» Stated problem
Copy out the rows below, swapping each occurrence of "Point out" for "Mark" and leaving everything else as it stands.

╔══

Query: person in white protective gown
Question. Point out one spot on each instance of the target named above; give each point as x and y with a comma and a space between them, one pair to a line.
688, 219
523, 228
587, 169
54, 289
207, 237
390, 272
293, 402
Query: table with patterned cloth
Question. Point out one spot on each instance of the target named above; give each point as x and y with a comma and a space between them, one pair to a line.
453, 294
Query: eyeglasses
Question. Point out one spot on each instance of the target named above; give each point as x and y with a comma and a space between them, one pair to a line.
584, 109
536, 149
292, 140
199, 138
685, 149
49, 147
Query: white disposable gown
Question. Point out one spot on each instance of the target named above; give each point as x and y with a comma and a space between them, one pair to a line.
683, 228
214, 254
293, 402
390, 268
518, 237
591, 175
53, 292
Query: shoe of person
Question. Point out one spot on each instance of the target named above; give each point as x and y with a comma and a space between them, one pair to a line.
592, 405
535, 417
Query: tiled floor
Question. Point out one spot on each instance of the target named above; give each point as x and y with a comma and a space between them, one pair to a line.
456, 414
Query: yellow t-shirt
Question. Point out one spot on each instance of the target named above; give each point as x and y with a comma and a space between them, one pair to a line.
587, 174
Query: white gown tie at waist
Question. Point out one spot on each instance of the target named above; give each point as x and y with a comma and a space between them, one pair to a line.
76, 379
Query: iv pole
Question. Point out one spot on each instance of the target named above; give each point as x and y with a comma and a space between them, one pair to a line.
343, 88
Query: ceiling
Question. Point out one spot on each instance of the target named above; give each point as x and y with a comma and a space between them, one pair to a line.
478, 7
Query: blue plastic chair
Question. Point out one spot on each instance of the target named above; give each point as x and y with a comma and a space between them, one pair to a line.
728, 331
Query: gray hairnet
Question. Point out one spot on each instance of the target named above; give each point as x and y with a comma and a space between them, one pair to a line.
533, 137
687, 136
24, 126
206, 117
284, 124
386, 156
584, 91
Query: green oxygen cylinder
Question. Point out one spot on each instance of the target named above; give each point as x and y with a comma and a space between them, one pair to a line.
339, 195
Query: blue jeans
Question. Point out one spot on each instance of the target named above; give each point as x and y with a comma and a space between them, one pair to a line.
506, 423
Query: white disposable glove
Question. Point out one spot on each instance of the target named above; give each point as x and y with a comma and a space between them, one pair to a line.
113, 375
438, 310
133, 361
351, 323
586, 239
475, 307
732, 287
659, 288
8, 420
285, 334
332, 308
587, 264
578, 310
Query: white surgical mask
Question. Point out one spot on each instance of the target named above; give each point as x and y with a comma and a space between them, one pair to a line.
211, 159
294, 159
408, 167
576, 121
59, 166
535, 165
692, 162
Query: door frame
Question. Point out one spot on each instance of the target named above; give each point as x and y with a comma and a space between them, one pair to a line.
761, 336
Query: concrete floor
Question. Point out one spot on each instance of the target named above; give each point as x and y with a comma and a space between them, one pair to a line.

╚══

» Written answer
Query: person in white protective gown
Question. Mark one spot on each instance of the target named above; give each point as x and y with a comma and a space between them, one pair to a line.
688, 219
523, 228
587, 169
54, 289
207, 237
390, 272
293, 402
Query: table with patterned cloth
Question. Mark one spot on each instance of the target named above; give each point as x and y with a comma and a space between them, one pair to a line.
453, 294
Query: eyeglasses
Question. Mark one spot on each instance of the target named above; give each point as x and y with a comma and a space between them, one pair to a line.
584, 109
536, 149
292, 140
199, 138
685, 149
49, 147
Query: white disposable gown
Question. Mark one spot on each instance of the target named above; give each point as x and y with a comma and a space between them, one pair to a line.
683, 228
214, 254
293, 402
390, 268
518, 237
591, 175
53, 292
Query: shoe of person
Question. Mark one spot on each instance of the target named above; give each point as x and y with a comma and a space between them, one pair to a line.
592, 405
535, 417
Query: tiled floor
Question. Mark one spot on each instance of the target named above; give each point as x and y with a comma and a space between them, one pair to a line.
456, 414
Query: yellow t-shirt
Question. Mark one spot on each instance of the target named above; give each point as x and y with a comma and a space between them, one pair to a line.
587, 174
Query: white gown tie at waist
Question. Mark one spot on each instance of the target named above; give each point as x and y with a comma and a space between them, one pair to a line.
76, 379
Query: iv pole
Question. Mark one spot on each instance of the target named above; give each point as x and y with a comma and a space between them, one pair to a line.
343, 88
Query: ceiling
Question. Mark one spot on each instance of the target named above; give each point as x and y with a comma and a space between them, one pair to a line.
478, 7
Query: blue plastic chair
Question. Mark one spot on each instance of the target named above; give each point as x and y with a comma and a space between them, one pair to a line.
728, 331
Query: gray hairnet
Question. Mark one spot on each instance of the target named above; give each point as x and y with a comma and a space between them, one pair to a line.
533, 137
687, 136
24, 126
206, 117
284, 124
386, 156
584, 91
Query: green oxygen cylinder
Question. Mark one spot on each instance of the target named above; give each point as x and y with a comma and a space between them, one pair to a line.
339, 195
Query: blue jeans
Question. Mark one spot on each instance of the target named above; give each point as x and y with a comma and a space between them, one pair to a line.
506, 423
Query: white disposable glove
Question. Mark one spot on each instance of the target named above; give each point as x and y with a comma and a space between them, one pair to a line.
113, 375
438, 310
133, 361
351, 323
586, 239
475, 307
732, 287
659, 288
8, 420
285, 334
332, 308
587, 264
578, 310
Query: white surgical mask
Question. Mark one spot on each instance of the target named above; give each point as x and y with a comma and a space between them, one pair to a line.
211, 159
294, 159
408, 167
576, 121
59, 166
535, 165
692, 162
Query: door frame
Question. Mark one spot on each instance of the target named above; give each point as x and y with a comma and a space between them, one pair to a line.
761, 336
Query: concrete floor
Question. Mark one spot on each instance of the target named above; give each point as x and y with a comma and a space between them, one pair to a line.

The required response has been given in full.